[Records for the exercise Boundary: Start]
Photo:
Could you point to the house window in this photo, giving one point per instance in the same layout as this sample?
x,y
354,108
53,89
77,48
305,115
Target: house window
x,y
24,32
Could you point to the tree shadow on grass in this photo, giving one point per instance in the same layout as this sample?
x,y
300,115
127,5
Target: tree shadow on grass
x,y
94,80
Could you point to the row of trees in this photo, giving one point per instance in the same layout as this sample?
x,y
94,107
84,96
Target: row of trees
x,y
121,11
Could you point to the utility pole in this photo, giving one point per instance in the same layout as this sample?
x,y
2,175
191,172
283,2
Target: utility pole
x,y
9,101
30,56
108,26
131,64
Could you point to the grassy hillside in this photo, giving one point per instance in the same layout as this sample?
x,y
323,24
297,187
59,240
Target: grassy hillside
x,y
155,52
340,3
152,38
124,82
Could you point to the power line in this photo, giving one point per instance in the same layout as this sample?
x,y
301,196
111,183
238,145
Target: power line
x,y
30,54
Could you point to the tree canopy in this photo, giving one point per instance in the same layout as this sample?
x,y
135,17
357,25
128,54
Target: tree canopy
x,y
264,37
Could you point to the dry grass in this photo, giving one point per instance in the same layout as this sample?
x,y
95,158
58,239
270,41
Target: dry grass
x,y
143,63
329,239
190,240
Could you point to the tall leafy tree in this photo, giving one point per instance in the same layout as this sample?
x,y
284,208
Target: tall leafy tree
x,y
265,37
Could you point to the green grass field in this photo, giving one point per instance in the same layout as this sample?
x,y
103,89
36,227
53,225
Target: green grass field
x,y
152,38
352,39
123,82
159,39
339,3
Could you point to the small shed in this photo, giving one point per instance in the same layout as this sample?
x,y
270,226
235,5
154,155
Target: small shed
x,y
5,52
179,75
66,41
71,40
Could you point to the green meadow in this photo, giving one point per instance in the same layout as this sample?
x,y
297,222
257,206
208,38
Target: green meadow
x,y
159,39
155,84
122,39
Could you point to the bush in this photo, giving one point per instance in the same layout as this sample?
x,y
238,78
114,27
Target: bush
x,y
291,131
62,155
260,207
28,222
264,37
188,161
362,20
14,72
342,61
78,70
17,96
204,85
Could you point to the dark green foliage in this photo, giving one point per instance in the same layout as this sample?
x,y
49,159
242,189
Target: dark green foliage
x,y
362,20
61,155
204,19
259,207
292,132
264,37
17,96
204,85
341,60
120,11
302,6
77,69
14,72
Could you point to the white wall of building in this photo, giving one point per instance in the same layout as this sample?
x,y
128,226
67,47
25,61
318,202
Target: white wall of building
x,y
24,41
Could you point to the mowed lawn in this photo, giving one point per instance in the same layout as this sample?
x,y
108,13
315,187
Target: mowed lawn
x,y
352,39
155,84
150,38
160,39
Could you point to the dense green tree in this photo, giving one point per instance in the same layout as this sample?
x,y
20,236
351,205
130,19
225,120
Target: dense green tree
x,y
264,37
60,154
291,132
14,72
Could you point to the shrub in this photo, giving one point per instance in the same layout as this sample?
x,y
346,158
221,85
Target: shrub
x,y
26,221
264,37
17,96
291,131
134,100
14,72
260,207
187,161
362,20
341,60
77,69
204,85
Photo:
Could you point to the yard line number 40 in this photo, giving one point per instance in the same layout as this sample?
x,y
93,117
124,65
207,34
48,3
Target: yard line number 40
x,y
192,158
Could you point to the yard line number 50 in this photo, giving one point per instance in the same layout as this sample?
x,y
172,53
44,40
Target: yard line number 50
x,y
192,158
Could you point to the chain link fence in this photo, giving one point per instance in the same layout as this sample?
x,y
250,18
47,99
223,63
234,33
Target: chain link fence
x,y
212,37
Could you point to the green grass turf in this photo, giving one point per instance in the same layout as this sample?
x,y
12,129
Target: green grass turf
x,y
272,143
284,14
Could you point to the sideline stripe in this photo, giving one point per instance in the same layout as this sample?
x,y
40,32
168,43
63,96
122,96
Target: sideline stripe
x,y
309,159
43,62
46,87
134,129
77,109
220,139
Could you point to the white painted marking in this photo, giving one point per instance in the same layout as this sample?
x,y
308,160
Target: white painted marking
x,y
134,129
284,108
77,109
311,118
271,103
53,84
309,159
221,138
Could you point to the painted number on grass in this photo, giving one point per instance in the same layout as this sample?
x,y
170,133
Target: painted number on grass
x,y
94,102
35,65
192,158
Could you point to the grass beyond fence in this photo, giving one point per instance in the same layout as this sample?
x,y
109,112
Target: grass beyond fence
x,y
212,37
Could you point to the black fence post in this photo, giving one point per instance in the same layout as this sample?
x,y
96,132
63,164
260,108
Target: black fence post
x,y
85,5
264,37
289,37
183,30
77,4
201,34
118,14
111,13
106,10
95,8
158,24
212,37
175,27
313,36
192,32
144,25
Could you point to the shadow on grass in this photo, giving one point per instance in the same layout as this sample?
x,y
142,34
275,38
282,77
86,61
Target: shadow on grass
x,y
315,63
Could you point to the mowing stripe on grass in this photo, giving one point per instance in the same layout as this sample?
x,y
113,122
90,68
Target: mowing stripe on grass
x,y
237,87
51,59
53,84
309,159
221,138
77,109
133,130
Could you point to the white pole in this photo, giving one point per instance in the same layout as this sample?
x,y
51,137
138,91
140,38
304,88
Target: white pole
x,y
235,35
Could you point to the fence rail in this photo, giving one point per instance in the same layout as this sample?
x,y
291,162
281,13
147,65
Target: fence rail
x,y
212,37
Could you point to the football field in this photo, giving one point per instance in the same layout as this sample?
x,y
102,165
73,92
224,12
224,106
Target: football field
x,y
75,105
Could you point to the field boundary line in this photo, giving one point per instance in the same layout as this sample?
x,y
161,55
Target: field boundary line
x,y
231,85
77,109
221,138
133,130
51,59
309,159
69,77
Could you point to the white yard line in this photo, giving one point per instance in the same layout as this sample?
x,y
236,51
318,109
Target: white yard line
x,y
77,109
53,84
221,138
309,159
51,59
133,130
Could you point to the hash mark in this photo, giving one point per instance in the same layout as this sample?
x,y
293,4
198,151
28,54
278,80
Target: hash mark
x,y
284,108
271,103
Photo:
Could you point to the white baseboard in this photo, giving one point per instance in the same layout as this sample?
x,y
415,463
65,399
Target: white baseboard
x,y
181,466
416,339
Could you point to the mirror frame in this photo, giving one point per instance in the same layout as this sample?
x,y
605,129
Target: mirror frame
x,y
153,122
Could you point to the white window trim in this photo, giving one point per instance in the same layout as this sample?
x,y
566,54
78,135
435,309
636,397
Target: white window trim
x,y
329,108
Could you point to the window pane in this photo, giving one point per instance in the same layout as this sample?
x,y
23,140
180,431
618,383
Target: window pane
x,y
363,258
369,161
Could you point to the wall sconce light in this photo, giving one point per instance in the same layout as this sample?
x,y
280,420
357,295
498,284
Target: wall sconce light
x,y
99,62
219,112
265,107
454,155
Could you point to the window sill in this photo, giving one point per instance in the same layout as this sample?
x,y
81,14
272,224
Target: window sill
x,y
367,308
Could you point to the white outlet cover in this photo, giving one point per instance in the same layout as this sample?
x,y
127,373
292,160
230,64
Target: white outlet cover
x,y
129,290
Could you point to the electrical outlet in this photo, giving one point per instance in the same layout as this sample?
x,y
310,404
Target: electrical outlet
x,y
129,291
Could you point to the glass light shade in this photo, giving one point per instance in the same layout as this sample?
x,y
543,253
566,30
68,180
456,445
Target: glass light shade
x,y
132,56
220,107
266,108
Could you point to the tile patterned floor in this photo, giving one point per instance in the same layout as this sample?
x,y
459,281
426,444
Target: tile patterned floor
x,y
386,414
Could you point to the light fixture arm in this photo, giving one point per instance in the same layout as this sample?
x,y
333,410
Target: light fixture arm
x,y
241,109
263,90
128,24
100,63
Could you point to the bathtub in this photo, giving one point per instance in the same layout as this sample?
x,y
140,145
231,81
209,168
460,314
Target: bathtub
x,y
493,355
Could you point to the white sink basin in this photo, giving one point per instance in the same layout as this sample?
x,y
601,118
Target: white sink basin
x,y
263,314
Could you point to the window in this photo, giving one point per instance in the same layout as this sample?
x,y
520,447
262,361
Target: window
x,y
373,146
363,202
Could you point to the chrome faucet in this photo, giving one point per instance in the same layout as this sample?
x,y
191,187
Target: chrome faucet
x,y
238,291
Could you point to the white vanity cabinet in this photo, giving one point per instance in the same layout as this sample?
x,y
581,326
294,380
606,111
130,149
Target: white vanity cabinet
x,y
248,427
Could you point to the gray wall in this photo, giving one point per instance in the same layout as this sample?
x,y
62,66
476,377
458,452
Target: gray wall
[Records for the exercise Boundary: End]
Exercise brief =>
Each line in which the string "gray" is found must be copied from the data.

Reply =>
Could you point to the gray wall in this photo, giving one point per instance in the same layout as this sample?
Target: gray wall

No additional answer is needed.